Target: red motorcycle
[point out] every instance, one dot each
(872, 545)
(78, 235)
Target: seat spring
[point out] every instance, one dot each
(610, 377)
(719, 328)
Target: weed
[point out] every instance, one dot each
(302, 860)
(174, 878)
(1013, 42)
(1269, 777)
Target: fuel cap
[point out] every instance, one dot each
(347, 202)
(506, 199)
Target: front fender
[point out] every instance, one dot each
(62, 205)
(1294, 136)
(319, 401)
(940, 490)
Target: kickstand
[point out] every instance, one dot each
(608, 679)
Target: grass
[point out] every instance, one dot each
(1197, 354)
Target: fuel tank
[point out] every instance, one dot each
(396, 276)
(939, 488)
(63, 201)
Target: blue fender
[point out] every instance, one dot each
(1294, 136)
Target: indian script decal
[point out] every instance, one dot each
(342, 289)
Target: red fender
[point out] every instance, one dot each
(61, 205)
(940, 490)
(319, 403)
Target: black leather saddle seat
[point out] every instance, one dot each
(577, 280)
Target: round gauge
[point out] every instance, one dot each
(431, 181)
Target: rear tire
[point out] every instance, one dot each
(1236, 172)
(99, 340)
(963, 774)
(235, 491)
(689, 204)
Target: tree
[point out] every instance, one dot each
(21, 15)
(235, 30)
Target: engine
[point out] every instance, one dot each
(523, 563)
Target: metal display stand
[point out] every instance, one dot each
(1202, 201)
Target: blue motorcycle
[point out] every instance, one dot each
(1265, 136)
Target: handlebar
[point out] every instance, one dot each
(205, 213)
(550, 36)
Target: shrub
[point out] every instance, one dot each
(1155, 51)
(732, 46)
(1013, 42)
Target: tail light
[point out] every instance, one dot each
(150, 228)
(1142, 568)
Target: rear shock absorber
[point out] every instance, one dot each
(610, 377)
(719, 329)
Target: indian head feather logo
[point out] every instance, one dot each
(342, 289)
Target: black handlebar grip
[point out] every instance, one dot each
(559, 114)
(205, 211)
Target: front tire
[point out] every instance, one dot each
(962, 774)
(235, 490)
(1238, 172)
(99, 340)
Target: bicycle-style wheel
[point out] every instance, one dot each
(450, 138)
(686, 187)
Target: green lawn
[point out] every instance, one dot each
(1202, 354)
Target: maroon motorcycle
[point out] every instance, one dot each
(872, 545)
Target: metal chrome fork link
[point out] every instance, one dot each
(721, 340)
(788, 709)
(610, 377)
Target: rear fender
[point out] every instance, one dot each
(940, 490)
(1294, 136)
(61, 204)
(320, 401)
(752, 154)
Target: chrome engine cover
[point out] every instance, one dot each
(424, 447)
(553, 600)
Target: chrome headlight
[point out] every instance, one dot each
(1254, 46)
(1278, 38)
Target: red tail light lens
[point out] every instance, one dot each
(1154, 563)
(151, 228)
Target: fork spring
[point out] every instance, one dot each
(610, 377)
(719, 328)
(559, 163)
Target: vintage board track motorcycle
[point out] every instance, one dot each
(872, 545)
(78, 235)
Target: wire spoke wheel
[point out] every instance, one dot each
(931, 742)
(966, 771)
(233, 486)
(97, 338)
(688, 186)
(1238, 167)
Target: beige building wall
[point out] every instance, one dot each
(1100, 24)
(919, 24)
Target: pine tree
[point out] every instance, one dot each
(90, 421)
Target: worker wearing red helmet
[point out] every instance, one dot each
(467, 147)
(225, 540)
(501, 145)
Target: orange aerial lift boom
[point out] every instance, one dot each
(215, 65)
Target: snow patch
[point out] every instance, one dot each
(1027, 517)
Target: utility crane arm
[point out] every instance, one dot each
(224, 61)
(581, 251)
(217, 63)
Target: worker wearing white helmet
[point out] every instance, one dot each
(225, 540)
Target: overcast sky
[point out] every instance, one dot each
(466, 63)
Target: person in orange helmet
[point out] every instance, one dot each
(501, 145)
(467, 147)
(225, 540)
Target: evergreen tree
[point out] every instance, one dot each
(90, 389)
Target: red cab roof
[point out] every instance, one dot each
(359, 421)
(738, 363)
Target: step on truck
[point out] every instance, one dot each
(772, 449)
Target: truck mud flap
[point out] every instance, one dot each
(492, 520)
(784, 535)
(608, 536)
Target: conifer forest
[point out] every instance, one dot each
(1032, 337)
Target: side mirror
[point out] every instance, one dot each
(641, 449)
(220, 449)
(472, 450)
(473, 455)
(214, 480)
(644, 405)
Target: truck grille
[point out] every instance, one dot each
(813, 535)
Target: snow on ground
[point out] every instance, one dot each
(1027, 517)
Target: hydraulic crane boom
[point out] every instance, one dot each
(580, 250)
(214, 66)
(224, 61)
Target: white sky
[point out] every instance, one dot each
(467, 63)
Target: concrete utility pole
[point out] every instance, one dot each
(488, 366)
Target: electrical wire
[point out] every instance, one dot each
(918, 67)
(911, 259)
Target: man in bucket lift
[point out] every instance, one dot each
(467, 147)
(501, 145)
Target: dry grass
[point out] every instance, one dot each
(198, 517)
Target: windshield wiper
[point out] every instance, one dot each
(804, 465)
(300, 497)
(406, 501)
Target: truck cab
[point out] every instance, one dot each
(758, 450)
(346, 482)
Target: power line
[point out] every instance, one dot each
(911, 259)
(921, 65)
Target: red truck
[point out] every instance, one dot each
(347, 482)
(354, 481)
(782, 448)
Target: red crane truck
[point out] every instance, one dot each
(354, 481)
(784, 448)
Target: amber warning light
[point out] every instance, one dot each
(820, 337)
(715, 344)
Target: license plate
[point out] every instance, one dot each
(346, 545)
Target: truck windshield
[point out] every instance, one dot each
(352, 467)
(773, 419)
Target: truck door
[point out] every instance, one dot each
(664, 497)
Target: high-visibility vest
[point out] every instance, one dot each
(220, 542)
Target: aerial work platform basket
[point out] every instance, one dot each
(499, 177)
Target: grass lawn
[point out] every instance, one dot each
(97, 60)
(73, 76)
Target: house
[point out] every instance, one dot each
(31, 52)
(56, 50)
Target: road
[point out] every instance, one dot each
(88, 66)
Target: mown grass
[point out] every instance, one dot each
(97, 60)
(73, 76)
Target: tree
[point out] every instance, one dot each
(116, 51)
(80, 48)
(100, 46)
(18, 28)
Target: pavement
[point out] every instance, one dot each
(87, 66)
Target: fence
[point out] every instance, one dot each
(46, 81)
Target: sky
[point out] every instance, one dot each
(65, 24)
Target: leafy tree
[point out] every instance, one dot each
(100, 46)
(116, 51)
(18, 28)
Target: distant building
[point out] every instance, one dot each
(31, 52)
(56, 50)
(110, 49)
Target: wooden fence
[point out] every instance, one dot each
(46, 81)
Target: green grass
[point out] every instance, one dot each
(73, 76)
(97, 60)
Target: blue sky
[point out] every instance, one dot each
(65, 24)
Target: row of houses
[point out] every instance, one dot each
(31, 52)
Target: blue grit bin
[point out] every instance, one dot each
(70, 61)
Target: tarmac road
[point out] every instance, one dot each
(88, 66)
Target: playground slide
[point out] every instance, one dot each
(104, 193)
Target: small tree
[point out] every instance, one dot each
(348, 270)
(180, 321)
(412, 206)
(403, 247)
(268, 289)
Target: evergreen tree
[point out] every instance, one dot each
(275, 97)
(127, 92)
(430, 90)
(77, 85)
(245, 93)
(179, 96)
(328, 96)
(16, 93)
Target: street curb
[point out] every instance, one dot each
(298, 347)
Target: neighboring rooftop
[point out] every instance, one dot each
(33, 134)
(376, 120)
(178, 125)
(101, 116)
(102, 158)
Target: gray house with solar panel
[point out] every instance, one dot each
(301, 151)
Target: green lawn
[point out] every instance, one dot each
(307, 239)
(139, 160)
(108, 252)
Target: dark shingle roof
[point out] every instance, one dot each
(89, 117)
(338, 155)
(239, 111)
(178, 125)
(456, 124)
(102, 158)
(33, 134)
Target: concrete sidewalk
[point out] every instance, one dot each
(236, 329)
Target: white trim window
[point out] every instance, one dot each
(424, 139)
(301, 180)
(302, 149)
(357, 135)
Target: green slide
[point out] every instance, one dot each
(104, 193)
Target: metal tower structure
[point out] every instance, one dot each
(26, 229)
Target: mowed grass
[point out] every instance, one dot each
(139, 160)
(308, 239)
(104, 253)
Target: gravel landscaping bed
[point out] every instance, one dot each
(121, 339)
........
__The task__: Starting from the data above, filter for lines with "lift" and copy each one.

__Solution to this task__:
Target: orange aerial lift boom
Target: man in bucket lift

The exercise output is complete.